Reproduce all of the data word for word.

### Task input
■ ■ ■ ■ ■
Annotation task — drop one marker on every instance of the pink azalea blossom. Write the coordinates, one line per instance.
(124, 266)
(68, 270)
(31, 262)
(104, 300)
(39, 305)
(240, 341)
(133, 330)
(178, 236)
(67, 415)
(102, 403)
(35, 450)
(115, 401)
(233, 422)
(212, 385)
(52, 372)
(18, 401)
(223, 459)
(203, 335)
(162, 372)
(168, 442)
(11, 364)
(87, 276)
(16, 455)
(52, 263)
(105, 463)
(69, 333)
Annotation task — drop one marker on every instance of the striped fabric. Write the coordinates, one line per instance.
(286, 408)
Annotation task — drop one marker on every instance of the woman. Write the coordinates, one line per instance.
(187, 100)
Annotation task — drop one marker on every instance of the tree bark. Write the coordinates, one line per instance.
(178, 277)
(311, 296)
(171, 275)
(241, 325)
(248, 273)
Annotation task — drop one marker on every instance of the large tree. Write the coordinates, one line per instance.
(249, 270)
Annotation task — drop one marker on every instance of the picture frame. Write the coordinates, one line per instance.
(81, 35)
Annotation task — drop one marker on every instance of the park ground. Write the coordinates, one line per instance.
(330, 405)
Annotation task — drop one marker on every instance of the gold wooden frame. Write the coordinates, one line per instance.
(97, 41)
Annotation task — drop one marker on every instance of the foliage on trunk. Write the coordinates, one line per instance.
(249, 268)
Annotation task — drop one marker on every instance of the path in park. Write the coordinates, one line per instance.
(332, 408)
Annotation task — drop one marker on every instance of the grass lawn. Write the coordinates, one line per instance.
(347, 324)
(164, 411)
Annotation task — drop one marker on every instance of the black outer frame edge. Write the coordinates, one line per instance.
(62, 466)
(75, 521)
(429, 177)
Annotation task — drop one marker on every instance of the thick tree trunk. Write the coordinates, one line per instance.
■ ■ ■ ■ ■
### Solution
Annotation task — drop one marker on every instance of the pink azalea blossom. Write the coordinates, one line per instance.
(124, 266)
(68, 270)
(31, 262)
(104, 300)
(39, 305)
(240, 341)
(133, 330)
(178, 236)
(67, 415)
(102, 403)
(35, 450)
(115, 401)
(233, 422)
(212, 385)
(52, 372)
(18, 401)
(223, 459)
(203, 335)
(162, 372)
(168, 442)
(11, 364)
(87, 276)
(16, 455)
(52, 263)
(105, 463)
(69, 333)
Annotation task — drop one marker on every instance of the striped fabric. Write the coordinates, one line per instance.
(286, 408)
Annotation task — drop one marker on every instance of the woman. Write the coordinates, one line per instance.
(187, 100)
Annotation task — drop one marker on every instance of the tree bark. Write the coordinates, one line per instance.
(178, 277)
(311, 296)
(171, 275)
(241, 325)
(248, 273)
Annotation task — drop one marker on every instance of the large tree. Write the coordinates, one line per instance.
(249, 270)
Annotation task — drop one marker on every instance of the picture frame. Write the coordinates, one line per instance.
(81, 35)
Annotation task — drop one marker on every instance of the park ground. Write the coordinates, one line per instance.
(330, 405)
Annotation task — drop one marker on every instance of the gold wooden frame. Write the coordinates, one line per instance.
(97, 41)
Annotation task — drop one marker on every instance of the foliage on trunk. Write the coordinates, one line per instance.
(249, 268)
Annotation task — drop one marker on every instance of the path in park. Write the coordinates, one line per instance.
(332, 408)
Annotation task — drop one marker on every instance of the grass lawn. Write the coordinates, one line per instance.
(347, 324)
(164, 411)
Annotation task — drop one marker on every instance of the black outer frame edge. Write the coordinates, one line per instance.
(62, 466)
(75, 521)
(429, 177)
Annotation task — drop one marker on every instance of the thick tree trunk. Write the coordinates, one line per instance.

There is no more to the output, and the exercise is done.